··· Excerpt to read ···

A Winter Filled with Finches

Wisconsin birders are looking forward to an excellent finch winter! 

Birds that usually winter in Canada are moving south. These atypical “irruptive migrations” are usually caused by changes in winter food availability and can occur in several northern species especially finches, owls and evening grosbeaks. This year finch species that normally winter in Canada and the northern United States are ranging farther south due to a massive crop failure of fruit and cone bearing trees in Canada.  Birding expert and Ontario resident Ron Pittaway compiles local seed crop and late summer bird observations to create a detailed “Winter Finch Forecast”  available through Ebird every autumn. The Wisconsin Ebird group uses the Pittaway data to create detailed forecasts for our area. Based on the two forecasts we should expect to see Red and White-winged Crossbills, Redpolls, Pine Grosbeaks, Pine Siskins, and Evening Grosbeaks joining resident Goldfinches, House and Purple Finches this winter in northeastern Wisconsin.

Pine Grosbeak photo by  Tom Prestby

Pine Grosbeaks are large finches with heavy black bills and gray sides and red washed black back and reddish pink rump.

Pine Grosbeaks have been steadily moving into the state in small flocks. Look for them on the UW—Green Bay campus feeding on crab apples, especially near the Kress Center. This is a taiga species which is considered an irruptive winter visitor across the Midwest and east.  The last really large widespread movement into Wisconsin was in 1977 and again in 1985. They love to dine on crabapples, high bush cranberries, left over apples in orchards, sumac, mountain ash, and when food supplies are exhausted, the seeds of the box elder ash. Pine Grosbeaks will also switch to backyard feeders when black sunflower seeds are offered, but for now, it is find the fruit trees first!!

Evening Grosbeak photo by Tom Prestby

Evening Grosbeaks are striking birds, identifiable by their large pale bills and black, white, and bright yellow coloration.

··· Stored records ···

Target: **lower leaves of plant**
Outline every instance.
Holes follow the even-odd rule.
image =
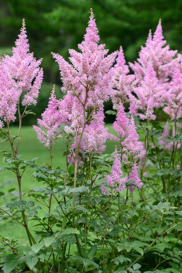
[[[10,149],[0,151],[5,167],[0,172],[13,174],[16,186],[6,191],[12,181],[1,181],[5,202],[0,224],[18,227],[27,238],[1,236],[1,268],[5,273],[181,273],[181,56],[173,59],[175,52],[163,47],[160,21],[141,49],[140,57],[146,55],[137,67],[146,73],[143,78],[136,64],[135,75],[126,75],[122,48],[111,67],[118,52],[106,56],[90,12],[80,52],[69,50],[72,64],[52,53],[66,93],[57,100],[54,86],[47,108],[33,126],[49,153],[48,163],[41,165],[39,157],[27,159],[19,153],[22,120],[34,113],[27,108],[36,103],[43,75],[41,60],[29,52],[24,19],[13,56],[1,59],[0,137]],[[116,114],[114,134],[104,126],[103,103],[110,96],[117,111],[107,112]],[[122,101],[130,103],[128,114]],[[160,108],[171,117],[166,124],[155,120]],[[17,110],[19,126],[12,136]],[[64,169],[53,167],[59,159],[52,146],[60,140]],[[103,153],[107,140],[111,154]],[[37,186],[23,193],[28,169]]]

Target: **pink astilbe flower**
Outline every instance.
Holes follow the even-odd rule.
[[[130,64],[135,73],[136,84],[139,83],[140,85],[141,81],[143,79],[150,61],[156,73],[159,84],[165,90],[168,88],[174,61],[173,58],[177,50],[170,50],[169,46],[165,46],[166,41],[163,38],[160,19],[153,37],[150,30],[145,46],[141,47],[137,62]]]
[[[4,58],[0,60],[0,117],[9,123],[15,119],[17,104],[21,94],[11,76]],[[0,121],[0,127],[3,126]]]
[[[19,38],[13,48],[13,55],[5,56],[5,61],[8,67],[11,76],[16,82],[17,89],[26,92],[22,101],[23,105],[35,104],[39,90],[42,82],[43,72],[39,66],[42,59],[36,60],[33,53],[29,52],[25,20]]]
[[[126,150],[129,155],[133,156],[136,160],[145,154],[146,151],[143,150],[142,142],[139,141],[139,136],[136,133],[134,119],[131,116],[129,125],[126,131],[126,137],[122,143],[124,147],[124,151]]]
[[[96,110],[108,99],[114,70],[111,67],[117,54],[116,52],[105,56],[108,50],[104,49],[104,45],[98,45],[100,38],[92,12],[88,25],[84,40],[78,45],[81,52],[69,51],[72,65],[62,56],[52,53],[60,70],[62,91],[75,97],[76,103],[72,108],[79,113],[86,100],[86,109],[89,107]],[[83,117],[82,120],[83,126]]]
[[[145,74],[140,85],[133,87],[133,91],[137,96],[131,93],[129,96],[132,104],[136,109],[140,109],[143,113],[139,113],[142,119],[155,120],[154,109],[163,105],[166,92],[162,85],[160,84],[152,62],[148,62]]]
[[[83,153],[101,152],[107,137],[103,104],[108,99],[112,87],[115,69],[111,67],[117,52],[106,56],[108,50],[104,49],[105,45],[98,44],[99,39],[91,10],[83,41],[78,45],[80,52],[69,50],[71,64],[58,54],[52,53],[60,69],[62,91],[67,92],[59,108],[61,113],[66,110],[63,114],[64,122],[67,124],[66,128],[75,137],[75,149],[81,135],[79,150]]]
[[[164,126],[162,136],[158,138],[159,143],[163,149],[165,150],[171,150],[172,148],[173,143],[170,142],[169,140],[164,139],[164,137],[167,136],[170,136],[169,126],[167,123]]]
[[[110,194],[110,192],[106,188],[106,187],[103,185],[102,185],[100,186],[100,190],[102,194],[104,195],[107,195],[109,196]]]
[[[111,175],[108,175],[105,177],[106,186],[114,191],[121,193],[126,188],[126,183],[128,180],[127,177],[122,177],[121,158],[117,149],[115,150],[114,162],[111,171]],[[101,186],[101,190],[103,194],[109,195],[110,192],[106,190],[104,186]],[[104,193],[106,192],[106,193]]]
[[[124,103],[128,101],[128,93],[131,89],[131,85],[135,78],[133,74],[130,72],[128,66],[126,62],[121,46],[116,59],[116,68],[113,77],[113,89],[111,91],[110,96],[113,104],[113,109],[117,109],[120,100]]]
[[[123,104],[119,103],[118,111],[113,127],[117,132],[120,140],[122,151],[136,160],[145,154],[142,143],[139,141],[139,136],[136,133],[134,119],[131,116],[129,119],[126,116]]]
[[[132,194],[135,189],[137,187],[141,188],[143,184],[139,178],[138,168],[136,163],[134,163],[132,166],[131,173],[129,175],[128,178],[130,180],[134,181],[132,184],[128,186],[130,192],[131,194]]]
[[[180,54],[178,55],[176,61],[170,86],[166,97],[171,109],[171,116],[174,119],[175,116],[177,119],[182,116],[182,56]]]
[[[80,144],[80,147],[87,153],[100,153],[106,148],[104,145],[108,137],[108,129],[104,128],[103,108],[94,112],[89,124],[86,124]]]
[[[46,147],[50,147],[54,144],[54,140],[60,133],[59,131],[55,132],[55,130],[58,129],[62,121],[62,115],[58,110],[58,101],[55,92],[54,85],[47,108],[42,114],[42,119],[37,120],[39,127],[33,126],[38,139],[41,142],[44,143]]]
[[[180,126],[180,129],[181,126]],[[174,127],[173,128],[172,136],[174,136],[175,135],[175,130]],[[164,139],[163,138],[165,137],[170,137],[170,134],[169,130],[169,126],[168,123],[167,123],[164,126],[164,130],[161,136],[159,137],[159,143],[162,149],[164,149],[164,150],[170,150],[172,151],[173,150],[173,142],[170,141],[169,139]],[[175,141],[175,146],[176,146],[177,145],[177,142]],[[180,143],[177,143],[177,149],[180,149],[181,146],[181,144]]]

···

> Job 1: Rewrite the passage about winter finches between "Pine Grosbeak photo" and "reddish pink rump.", inclusive, replacing "heavy" with "thick".
> Job 2: According to the passage about winter finches, near which building on the UW—Green Bay campus should one look for Pine Grosbeaks?
Base your work solely on the passage about winter finches.

> Written reply 1:
Pine Grosbeak photo by  Tom Prestby

Pine Grosbeaks are large finches with thick black bills and gray sides and red washed black back and reddish pink rump.

> Written reply 2: Near the Kress Center.